- [PROMPT 1]: Reproduce the stretch of the article on the Boeing 737 Max from "Industry blog The" through "the EU analysis.".
- [PROMPT 2]: According to the article on the Boeing 737 Max, how long was the Monday test flight in the air before it landed?

Begin TEXT SEGMENT

Norwegian cancels 97 orders, sues for compensation over halted fleet

A Boeing 737 Max has flown for the first time since the fleet was grounded globally after two total-loss crashes – on the same day a European airline cancelled its order for almost 100 examples of the controversial aircraft and sued its US manufacturer over the debacle.

The Monday test flight flew between America’s Seattle Tacoma airport and Grant County International Airport in Moses Lake, which has an unusually long runway of 4,100 metres. It was one of the alternate landing sites for the Space Shuttle for this reason, and Boeing regularly uses it for testing. The 737 landed safely and uneventfully after two hours aloft.

It's the start of an unusually long road ahead to get the 737 Max airworthy again. Once it passes American certification tests – possibly as early as the autumn if all goes well – Boeing will face separate scrutiny from other regulators around the world. In the past, US Federal Aviation Administration certifications were accepted at face value by other countries, but that is no longer the case, in part due to serious failings highlighted by the 737 Max testing process.

Industry blog The Air Current went into some detail a few weeks ago about the then status of 737 Max flight control software revisions and certification challenges ahead of Boeing.

Author Jon Ostrower noted: “EASA [the EU Aviation Safety Agency] is conducting its own Integrated System Safety Analysis on the 737 Max and its new software, effectively applying a regulatory template intended for Airbus aircraft on top of Boeing,” and repeated Boeing fears that the Max might fail the EU analysis.

End TEXT SEGMENT
Begin INFORMATION PROVIDED

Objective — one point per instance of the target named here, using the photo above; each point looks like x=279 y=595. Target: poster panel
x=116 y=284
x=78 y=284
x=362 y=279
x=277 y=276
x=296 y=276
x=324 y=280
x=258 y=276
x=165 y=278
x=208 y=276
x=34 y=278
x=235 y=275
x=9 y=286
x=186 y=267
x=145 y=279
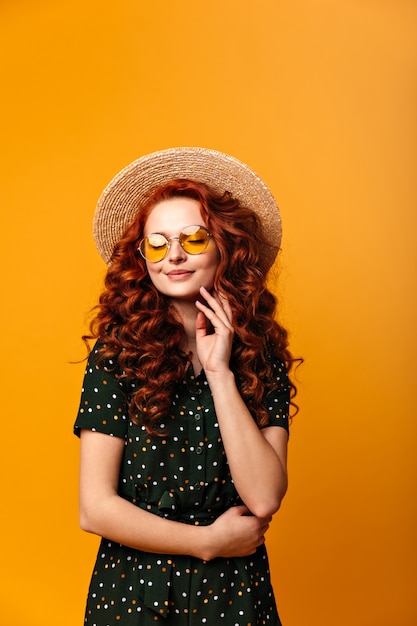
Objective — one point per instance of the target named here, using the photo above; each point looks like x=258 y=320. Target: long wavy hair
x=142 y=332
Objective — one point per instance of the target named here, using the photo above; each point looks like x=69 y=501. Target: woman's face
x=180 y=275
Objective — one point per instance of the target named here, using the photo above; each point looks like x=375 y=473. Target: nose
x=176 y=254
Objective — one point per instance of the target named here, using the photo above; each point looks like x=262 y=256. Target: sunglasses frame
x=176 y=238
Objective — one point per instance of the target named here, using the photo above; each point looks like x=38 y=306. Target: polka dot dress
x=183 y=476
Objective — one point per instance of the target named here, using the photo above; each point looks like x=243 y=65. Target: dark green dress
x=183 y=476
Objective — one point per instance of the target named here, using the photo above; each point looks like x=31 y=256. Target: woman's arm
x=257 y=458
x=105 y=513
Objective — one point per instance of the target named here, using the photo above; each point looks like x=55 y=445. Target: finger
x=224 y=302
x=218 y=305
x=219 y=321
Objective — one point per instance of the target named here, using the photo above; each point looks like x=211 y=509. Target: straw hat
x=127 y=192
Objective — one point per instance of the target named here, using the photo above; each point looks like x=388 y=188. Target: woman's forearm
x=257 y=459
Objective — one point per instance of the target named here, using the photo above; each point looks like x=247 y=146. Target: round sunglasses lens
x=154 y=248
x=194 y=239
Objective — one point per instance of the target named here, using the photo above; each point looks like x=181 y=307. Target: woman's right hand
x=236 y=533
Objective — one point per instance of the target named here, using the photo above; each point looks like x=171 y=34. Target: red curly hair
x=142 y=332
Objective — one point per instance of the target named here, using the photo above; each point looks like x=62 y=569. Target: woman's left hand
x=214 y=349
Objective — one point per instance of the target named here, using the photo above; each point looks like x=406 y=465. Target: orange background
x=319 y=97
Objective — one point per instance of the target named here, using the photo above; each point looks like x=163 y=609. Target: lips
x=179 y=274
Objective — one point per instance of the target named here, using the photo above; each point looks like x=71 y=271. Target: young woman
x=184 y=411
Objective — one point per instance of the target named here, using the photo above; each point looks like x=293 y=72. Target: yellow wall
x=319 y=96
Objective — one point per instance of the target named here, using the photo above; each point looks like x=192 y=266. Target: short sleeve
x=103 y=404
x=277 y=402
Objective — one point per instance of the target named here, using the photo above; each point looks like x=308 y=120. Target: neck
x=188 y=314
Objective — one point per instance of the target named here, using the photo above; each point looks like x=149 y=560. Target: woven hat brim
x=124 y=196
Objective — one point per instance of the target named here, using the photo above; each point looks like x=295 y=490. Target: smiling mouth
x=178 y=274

End INFORMATION PROVIDED
Begin INFORMATION PROVIDED

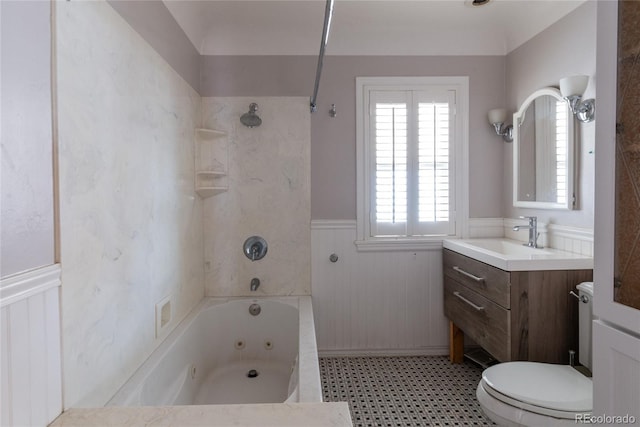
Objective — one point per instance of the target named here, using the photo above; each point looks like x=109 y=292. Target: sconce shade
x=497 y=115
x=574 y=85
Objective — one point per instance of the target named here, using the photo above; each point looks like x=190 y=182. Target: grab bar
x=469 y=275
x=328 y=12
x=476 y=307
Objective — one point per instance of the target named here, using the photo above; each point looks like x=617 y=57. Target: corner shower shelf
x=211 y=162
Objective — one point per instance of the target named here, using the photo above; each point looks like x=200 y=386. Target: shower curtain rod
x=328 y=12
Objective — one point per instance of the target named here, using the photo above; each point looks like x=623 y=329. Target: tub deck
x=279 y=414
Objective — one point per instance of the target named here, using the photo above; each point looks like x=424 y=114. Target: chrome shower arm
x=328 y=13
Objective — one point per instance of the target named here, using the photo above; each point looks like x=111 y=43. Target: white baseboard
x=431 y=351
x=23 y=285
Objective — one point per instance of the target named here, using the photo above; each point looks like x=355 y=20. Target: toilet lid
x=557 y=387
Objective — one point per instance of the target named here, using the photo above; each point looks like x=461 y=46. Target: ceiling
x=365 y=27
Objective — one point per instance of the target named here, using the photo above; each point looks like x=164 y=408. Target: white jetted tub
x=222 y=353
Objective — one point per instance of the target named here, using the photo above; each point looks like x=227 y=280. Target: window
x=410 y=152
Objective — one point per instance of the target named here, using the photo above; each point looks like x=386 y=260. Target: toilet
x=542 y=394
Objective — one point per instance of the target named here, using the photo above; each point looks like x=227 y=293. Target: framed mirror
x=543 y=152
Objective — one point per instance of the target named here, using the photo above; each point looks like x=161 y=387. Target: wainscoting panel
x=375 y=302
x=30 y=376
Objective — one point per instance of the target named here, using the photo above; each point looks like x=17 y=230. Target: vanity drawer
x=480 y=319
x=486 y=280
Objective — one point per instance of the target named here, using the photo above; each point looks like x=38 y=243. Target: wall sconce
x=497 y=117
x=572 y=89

End INFORMATION PROVIDED
Begin INFORMATION PROVIDED

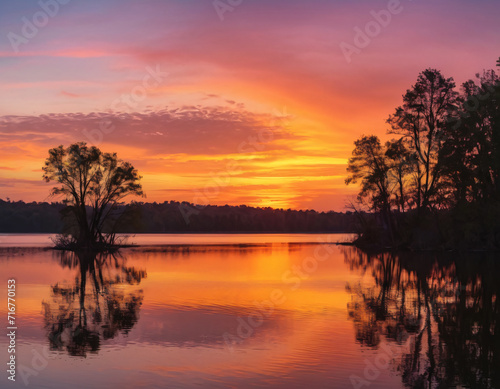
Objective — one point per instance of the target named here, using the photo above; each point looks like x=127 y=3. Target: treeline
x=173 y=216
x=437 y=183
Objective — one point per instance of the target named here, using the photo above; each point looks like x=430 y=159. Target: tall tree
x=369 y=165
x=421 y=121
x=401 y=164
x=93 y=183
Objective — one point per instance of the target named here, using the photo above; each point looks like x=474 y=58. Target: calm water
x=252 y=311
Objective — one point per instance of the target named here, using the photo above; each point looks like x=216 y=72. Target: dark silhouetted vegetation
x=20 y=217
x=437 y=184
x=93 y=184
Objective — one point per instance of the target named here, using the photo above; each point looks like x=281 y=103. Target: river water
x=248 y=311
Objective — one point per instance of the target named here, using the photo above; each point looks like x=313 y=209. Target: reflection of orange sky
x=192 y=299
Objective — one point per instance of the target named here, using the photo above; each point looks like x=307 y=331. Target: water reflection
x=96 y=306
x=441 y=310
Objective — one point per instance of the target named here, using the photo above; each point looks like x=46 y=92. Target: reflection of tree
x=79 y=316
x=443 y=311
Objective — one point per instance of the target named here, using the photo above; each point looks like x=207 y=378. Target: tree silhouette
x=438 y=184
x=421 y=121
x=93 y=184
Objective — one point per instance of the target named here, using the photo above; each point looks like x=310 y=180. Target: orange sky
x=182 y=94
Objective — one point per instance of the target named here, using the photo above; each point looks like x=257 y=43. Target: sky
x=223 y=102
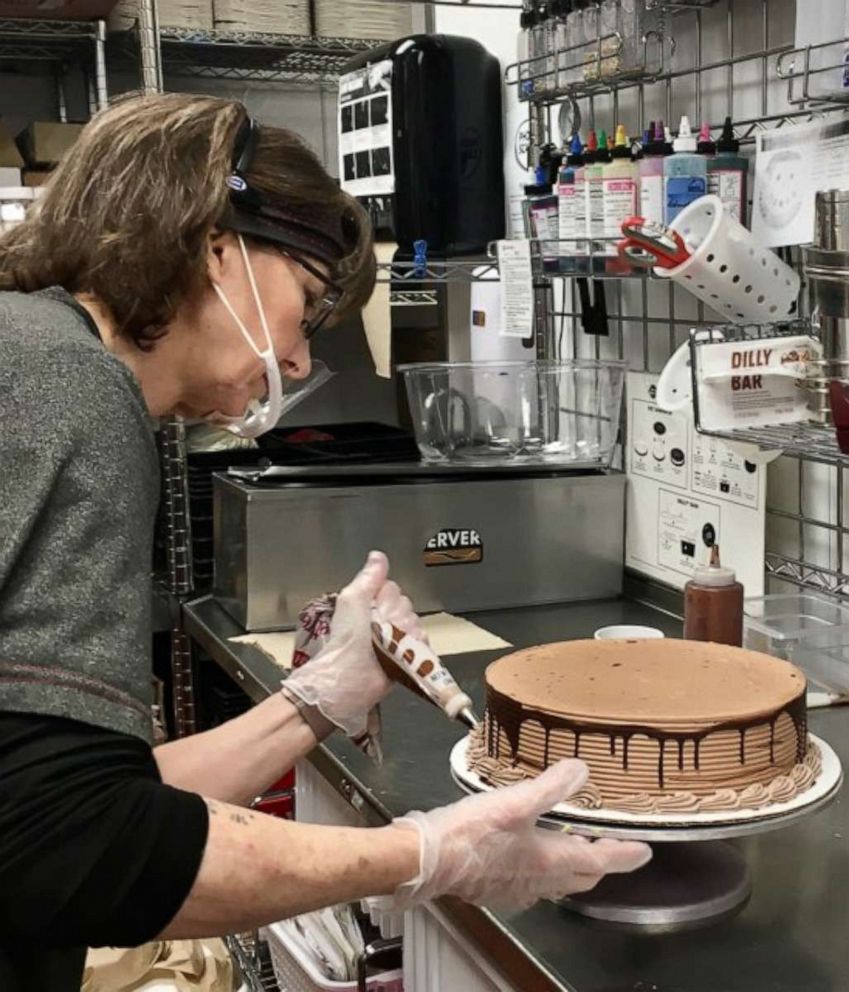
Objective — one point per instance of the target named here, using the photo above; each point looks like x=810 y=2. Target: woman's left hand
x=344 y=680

End INFORMATION PROVIDED

- [ANSWER 1]:
Industry blog The Air Current went into some detail a few weeks ago about the then status of 737 Max flight control software revisions and certification challenges ahead of Boeing.

Author Jon Ostrower noted: “EASA [the EU Aviation Safety Agency] is conducting its own Integrated System Safety Analysis on the 737 Max and its new software, effectively applying a regulatory template intended for Airbus aircraft on top of Boeing,” and repeated Boeing fears that the Max might fail the EU analysis.

- [ANSWER 2]: Two hours.